* [Goal] Rewrite the listing below, putting "marker" in place of "pin" and keeping everything else the same.

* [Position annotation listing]

+ + +

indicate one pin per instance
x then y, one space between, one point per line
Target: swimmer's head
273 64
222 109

+ + +

* [Task output]
indicate one marker per instance
x then y, one space between, one point per line
Target: swimmer's head
273 64
222 109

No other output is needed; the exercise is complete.